- _GIVEN PASSAGE_
━━━━━━━━━━━━━━━━━━━━━━━━━━━━━━

For immediate release

New book unveils fragility of one of Africa’s largest wetlands: the Okavango Delta

Background: Wetlands are one of the most threatened ecosystems in the world, and freshwater species are great indicators for determining the health of these environments. IUCN’s assessment of African freshwater biodiversity found that the freshwater ecosystems in the region contain a particularly high level of animal and plant species, and the Okavango Delta in Botswana is no exception.

A new book, “Okavango Delta: Floods of Life”, produced by IUCN in collaboration with the Harry Oppenheimer Okavango Research Centre (HOORC) of the University of Botswana, makes the case for the delta’s protection and highlights the importance of its freshwater species. The delta is a vast array of swamps, seasonal wetlands, and semi-arid scrub land that provide a home to great numbers of large mammals, including the better-known buffaloes, elephants, hippos, lions, leopards and wild dogs, as well as the less well-known lechwe and sitatunga antelopes. The delta also supports an estimated 1,700 species of plants, more than 400 species of birds, 71 fish species and hundreds of thousands of invertebrates, including many dragonfly species, which can serve as excellent indicators of conditions above and below water in the delta.

In addition to its natural beauty, the Okavango Delta provides an important source of income to the local people as well as to the government.  However, increasing pressure on the water resources and encroachment for economic reasons means more must be done to protect the delta before it is too late.

Key Issues:

“Wetland ecosystems provide important services to many people and it is often the poorest communities who depend on them most, yet they remain highly threatened by land conversion, water abstraction and pollution,” says William Darwall, Head of IUCN Species Programme’s Freshwater Unit. “We hope this book will inspire decision makers throughout the region to support programmes for monitoring conditions within the delta, which is one of the world’s most beautiful and valuable wetlands.”

━━━━━━━━━━━━━━━━━━━━━━━━━━━━━━

- _REQUIRED TASKS_
[1] Reproduce the Okavango Delta press release from "In addition to" to "is too late.".
[2] In the Okavango Delta press release, how many fish species does the delta support?

━━━━━━━━━━━━━━━━━━━━━━━━━━━━━━

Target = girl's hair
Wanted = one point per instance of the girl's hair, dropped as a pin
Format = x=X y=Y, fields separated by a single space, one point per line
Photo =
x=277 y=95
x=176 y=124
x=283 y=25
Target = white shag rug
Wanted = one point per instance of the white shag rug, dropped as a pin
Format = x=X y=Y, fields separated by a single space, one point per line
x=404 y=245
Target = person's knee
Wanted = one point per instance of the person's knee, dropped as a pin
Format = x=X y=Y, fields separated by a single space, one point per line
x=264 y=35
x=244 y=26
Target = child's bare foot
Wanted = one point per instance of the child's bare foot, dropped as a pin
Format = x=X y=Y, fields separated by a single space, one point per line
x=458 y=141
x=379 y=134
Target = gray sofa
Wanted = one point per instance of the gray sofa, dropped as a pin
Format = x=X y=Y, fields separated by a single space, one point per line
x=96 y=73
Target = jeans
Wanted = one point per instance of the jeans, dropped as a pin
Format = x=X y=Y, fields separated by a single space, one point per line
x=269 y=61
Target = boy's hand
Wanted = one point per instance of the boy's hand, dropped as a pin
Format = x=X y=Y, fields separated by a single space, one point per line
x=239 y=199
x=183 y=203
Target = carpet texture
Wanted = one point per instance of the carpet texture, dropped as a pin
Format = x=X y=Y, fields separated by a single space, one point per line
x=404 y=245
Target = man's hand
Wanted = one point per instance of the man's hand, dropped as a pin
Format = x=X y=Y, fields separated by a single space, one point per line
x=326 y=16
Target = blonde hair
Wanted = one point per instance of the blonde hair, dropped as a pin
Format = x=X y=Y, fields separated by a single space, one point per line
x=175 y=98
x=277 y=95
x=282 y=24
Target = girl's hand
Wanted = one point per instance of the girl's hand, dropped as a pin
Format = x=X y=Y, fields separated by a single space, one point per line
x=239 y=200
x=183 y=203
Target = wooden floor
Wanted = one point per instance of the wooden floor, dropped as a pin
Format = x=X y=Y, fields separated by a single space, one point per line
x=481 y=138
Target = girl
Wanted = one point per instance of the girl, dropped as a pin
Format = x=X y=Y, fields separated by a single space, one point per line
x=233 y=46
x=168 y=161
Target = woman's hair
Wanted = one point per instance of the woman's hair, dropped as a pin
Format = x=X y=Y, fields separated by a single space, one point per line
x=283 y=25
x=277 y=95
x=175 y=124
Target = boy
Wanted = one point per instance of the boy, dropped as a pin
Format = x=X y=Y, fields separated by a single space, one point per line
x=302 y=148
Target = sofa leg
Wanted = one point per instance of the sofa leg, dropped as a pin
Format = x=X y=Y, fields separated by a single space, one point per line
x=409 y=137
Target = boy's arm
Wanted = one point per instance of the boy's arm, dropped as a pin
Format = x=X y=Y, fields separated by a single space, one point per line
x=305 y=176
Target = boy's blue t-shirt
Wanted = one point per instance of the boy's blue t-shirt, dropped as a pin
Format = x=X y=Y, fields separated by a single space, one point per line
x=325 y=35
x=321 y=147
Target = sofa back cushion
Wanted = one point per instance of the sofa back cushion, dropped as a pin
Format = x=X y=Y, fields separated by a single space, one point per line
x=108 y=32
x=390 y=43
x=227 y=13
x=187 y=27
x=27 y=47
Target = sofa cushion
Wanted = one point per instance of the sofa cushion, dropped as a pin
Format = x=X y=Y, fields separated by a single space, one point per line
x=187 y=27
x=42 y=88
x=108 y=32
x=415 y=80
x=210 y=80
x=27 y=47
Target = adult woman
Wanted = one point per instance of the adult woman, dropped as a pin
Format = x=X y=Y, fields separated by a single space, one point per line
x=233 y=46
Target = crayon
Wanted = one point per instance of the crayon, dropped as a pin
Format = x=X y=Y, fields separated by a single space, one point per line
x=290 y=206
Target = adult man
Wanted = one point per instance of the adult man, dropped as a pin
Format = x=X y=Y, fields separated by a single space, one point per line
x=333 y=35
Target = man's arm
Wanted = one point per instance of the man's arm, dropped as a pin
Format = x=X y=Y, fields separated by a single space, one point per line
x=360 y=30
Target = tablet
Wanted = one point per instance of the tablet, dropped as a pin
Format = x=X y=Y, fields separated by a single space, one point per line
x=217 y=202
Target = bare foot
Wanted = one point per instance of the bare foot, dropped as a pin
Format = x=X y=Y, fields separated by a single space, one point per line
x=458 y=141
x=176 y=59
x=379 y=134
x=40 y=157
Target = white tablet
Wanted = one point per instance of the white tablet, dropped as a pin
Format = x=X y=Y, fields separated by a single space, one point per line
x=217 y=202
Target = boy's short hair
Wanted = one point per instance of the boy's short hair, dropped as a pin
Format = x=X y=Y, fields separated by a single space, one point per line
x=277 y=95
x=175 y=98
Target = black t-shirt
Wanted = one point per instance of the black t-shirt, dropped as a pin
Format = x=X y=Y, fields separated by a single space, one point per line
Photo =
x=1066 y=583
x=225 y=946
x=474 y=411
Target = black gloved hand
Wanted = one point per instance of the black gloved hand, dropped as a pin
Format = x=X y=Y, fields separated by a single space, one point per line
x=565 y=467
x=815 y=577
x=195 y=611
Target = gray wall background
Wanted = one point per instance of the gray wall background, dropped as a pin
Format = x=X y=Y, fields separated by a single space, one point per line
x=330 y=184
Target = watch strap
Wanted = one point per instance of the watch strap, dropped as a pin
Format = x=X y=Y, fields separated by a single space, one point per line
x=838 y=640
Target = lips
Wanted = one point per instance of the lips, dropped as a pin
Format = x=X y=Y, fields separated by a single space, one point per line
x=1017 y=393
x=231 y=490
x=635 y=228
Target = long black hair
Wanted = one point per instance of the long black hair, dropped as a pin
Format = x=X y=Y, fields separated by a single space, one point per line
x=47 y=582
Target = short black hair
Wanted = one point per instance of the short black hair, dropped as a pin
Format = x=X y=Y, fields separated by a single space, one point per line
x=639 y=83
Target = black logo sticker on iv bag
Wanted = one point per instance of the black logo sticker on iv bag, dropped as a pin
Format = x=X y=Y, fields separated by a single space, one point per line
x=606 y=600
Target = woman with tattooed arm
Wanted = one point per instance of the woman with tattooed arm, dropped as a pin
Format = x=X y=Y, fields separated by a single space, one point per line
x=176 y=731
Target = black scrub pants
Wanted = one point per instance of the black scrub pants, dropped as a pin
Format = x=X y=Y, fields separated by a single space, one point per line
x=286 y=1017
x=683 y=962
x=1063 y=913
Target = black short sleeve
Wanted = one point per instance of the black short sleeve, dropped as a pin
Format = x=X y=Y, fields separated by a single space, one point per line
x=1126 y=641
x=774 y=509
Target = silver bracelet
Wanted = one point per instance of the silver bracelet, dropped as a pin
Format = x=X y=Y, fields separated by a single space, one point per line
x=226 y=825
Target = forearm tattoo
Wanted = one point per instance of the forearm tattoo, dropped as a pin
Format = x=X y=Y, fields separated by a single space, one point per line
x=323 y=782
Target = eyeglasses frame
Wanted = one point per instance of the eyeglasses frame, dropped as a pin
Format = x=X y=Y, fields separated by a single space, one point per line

━━━━━━━━━━━━━━━━━━━━━━━━━━━━━━

- _SOLUTIONS TO THE TASKS_
[1]
In addition to its natural beauty, the Okavango Delta provides an important source of income to the local people as well as to the government.  However, increasing pressure on the water resources and encroachment for economic reasons means more must be done to protect the delta before it is too late.

[2] 71